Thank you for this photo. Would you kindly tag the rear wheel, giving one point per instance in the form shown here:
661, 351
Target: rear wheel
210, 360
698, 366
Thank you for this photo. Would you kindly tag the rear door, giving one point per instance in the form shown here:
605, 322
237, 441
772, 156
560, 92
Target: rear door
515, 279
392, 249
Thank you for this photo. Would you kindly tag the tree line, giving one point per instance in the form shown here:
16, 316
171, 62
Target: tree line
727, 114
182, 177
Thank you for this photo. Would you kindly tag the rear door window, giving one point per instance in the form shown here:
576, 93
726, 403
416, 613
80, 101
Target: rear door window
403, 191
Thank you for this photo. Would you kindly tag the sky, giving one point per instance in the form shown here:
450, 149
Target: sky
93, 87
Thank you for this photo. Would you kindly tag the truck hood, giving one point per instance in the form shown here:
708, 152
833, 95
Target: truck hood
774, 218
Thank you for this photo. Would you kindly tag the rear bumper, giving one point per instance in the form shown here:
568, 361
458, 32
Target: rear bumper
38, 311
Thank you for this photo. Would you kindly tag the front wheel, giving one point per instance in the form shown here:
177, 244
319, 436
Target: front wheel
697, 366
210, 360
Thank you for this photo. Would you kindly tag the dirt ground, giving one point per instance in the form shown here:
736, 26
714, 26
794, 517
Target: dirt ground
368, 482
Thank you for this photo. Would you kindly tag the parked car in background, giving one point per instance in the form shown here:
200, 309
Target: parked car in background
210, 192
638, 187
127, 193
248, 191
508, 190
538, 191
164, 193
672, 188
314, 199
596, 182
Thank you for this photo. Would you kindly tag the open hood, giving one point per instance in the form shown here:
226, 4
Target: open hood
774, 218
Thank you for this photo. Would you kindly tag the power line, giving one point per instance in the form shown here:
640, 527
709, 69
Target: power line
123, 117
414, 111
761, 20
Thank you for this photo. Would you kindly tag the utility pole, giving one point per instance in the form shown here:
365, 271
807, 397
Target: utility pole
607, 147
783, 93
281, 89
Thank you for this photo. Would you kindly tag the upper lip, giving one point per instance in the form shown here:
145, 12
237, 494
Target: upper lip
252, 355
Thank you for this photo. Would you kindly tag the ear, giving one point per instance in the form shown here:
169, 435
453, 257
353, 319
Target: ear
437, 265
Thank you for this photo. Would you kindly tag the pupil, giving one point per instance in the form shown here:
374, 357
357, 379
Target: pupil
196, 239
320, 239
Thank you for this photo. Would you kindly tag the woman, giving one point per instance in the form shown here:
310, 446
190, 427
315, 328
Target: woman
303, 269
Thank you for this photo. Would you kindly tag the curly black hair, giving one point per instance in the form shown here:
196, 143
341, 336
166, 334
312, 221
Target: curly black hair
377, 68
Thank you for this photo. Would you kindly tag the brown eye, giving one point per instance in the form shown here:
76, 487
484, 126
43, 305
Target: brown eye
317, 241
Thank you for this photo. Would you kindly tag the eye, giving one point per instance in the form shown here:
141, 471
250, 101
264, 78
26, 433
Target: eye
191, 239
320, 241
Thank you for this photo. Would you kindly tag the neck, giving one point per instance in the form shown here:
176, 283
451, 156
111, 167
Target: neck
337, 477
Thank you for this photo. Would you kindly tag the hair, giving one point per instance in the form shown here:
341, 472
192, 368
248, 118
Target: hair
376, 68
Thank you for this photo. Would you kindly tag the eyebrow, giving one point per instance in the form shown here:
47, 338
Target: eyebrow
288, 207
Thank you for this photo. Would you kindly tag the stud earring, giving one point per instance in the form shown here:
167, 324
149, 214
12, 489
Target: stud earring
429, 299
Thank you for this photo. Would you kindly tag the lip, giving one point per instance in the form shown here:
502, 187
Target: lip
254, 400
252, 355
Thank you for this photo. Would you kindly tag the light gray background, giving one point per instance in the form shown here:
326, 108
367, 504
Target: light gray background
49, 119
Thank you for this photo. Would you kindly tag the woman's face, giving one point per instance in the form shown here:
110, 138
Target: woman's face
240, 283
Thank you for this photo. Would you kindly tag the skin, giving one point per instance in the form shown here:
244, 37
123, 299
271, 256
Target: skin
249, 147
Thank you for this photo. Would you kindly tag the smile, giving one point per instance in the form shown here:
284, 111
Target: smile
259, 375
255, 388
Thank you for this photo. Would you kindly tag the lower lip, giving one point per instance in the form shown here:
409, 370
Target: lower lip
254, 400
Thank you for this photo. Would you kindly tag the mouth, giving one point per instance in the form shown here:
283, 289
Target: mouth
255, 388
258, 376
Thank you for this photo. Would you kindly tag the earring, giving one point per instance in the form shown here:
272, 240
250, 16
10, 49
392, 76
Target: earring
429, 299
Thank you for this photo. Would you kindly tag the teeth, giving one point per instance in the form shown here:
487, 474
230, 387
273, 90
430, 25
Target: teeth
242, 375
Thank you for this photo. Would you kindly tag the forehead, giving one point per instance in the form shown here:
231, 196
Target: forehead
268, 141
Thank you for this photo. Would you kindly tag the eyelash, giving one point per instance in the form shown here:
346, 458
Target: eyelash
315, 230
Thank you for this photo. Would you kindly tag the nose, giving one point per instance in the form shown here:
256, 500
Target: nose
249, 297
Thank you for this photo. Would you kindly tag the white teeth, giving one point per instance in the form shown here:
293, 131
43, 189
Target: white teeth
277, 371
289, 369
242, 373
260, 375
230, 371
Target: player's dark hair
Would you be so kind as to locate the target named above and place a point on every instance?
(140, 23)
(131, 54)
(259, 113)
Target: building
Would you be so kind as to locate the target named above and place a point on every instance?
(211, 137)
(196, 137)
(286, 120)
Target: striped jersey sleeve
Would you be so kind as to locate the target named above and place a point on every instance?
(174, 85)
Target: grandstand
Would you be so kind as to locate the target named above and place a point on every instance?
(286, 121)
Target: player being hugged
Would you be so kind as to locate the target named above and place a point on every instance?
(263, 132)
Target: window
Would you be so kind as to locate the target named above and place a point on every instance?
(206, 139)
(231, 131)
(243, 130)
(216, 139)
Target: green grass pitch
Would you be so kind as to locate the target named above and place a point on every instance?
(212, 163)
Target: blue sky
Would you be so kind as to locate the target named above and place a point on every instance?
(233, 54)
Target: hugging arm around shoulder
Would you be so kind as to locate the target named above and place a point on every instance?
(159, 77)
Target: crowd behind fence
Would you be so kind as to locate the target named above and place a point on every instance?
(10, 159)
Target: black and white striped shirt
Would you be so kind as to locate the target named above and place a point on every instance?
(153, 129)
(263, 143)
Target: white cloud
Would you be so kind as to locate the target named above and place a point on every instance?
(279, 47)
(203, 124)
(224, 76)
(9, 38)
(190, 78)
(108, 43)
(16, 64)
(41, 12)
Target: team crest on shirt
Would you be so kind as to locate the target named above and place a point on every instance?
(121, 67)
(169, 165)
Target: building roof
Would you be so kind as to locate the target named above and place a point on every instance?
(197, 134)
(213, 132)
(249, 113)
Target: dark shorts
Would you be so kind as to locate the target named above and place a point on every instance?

┄┄┄┄┄┄┄┄┄┄┄┄┄┄┄┄┄┄┄┄

■ Task requirements ■
Set down all of the entries exactly, please.

■ Response to the task ■
Thank you for this photo. Would you kindly tag the rear wheel, giving one point per instance in the form shown here:
661, 351
Target: rear wheel
210, 360
698, 366
Thank you for this photo. Would you kindly tag the rear door, giving one point per instance in the form shown here:
605, 322
237, 441
772, 156
560, 92
Target: rear door
515, 279
392, 249
Thank you for this photo. Would you kindly tag the tree line, giving one point per instance in the form shown here:
16, 316
171, 62
Target: tree line
727, 114
182, 177
Thank you for this photo. Would you kindly tag the rear door window, giving one point per instance in the form shown here:
576, 93
726, 403
416, 613
80, 101
Target: rear door window
403, 191
Thank you for this photo. Would you kindly tag the sky, giving one point per instance in the form shown here:
450, 149
Target: sky
93, 87
Thank you for this photo. Would you kindly tag the truck hood, giving one point per instance in the form shown here:
708, 152
833, 95
Target: truck hood
774, 218
Thank you for this photo. Would you kindly tag the rear bumper, giving one point per instance in the form shown here:
568, 361
458, 32
Target: rear bumper
38, 311
Thank you for this photo. Would you kindly tag the front wheel, giving one point per instance in the form shown here:
177, 244
319, 436
Target: front wheel
697, 366
210, 360
Thank you for this photo. Would you kindly tag the dirt ground, giving one point per instance in the form shown here:
736, 26
714, 26
794, 517
Target: dirt ground
368, 482
Thank you for this photo. Would you kindly tag the parked car in background, giving one point per instance in the form shown here:
200, 309
Target: parked car in background
210, 192
638, 187
127, 193
248, 191
508, 190
538, 191
164, 193
672, 188
314, 199
596, 182
Thank you for this photo. Would you kindly tag the open hood, giving one point per instance in the form shown here:
226, 4
Target: open hood
774, 218
Thank you for this photo. Would you kindly tag the power line, giving one point per instance in the form shown here:
640, 527
709, 69
Target: power line
123, 117
414, 111
761, 20
Thank you for this photo. Would you kindly tag the utility pole, giving one point per instance in the form shown here:
365, 271
807, 397
Target: utility pole
607, 147
783, 93
281, 89
Thank you for this photo. Would you kindly tag the upper lip, giving one point per instance in the form shown here:
145, 12
237, 494
Target: upper lip
252, 355
Thank you for this photo. Would you kindly tag the ear, giving one point per instance in the form shown here:
169, 435
453, 257
353, 319
Target: ear
437, 265
Thank you for this photo. Would you kindly tag the pupil, giving one point per instance in the form shown here:
374, 357
357, 379
Target: pupil
196, 239
320, 239
Thank you for this photo. Would you kindly tag the woman, giving one point per instance in the form shown here:
310, 446
190, 427
315, 328
Target: woman
303, 269
Thank you for this photo. Would you kindly tag the curly black hair, giving one point per instance in the form shown here:
196, 143
341, 336
166, 334
312, 221
Target: curly black hair
377, 68
Thank you for this photo. Would you kindly tag the brown eye, giving one point per instance in the form shown here:
76, 487
484, 126
43, 305
Target: brown eye
317, 241
Thank you for this photo. Would you kindly tag the eye, giving one point per instance in the form shown here:
141, 471
250, 101
264, 78
26, 433
Target: eye
191, 239
320, 241
Thank you for this photo. Would you kindly tag the neck, giving one point per instance in the form shown here:
176, 283
451, 156
111, 167
Target: neck
337, 477
Thank you for this photo. Would you kindly tag the hair, giving one point per instance in the form shown here:
341, 472
192, 368
248, 118
Target: hair
376, 68
Thank you for this photo. Would you kindly tag the eyebrow, giving one point per instance in the form shown here:
47, 338
Target: eyebrow
288, 207
Thank you for this photo. Would you kindly tag the stud earring, giving one point per instance in the form shown here:
167, 324
149, 214
12, 489
Target: stud earring
429, 299
Thank you for this photo. Would you kindly tag the lip, giving one point per instance in the form shown here:
502, 187
Target: lip
254, 400
252, 355
Thank you for this photo. Would you kindly tag the light gray background, giving one point per instance in the form shown here:
326, 108
367, 504
Target: light gray background
49, 119
Thank you for this photo. Would you kindly tag the woman's face, giving one point per instance in the form shown here:
110, 138
Target: woman's face
240, 283
Thank you for this photo. Would you kindly tag the skin, giving one point per instance in the form shown here:
244, 37
123, 299
271, 256
Target: skin
249, 147
Thank you for this photo. Would you kindly tag the smile, giving one point per instance in the form shown here:
284, 111
Target: smile
259, 375
255, 388
Thank you for this photo. Would you kindly tag the lower lip, giving one point per instance in the form shown here:
409, 370
Target: lower lip
254, 400
Thank you for this photo. Would you kindly tag the mouth, giving one point per instance in the form shown here:
283, 289
Target: mouth
255, 388
258, 376
Thank you for this photo. Would you kindly tag the earring, giving one point per instance in the form shown here:
272, 240
250, 16
10, 49
392, 76
Target: earring
429, 299
Thank you for this photo. Would you kindly tag the teeth, giving one point per instance in the form shown here:
487, 474
230, 387
273, 90
430, 25
Target: teeth
242, 375
Thank you for this photo. Would you kindly tag the forehead, giving one point per instance in the form shown here:
231, 196
Target: forehead
268, 141
Thank you for this photo. Would you kindly tag the eyelash, giving one point per instance in the form shown here:
346, 458
Target: eyelash
315, 230
Thank you for this photo. Would you kindly tag the nose, giving one point per instance in the form shown here:
256, 500
Target: nose
249, 297
Thank you for this photo. Would you kindly tag the white teeth, giving one point per instance in the form shown here:
293, 131
43, 189
Target: white teeth
277, 371
289, 369
242, 373
260, 375
230, 371
Target: player's dark hair
Would you be so kind as to locate the target named above and place a point on every instance?
(140, 23)
(131, 54)
(259, 113)
Target: building
Would you be so kind as to locate the target named above and place a point on every instance?
(211, 137)
(196, 137)
(286, 120)
Target: striped jersey sleeve
Would you be so kind as to locate the target named above and place a point on every instance?
(174, 85)
Target: grandstand
Would you be so kind as to locate the target named above and place a point on every instance?
(286, 121)
Target: player being hugged
Would you be so kind as to locate the target named above and place a point on every instance?
(263, 132)
Target: window
Would you be so kind as to locate the target named above and place a point on every instance?
(206, 139)
(231, 131)
(243, 130)
(216, 139)
Target: green grass pitch
Would you be so kind as to locate the target named above and place a point on every instance?
(212, 163)
Target: blue sky
Would you be so kind as to locate the target named above and place a point on every instance?
(233, 54)
Target: hugging arm around shoulder
Would you be so kind as to locate the target named above and place a point on every instance?
(159, 77)
Target: crowd behind fence
Would you be so kind as to locate the target named above and place a point on every instance?
(10, 159)
Target: black and white striped shirt
Would you be so kind as to locate the target named above and place a point on every instance?
(153, 129)
(263, 143)
Target: white cloud
Would you be so kind as to locate the target named above and place a point on every instance?
(279, 47)
(203, 124)
(224, 76)
(9, 38)
(190, 78)
(108, 43)
(16, 64)
(41, 12)
Target: team crest on shirt
Would you be so kind as to locate the target named above and place a point on every instance?
(121, 67)
(169, 165)
Target: building roof
Would you be so kind as to locate the target named above and place a point on every instance?
(197, 134)
(213, 132)
(249, 113)
Target: dark shorts
Would you be so kind as to locate the target named above and place a point on every instance?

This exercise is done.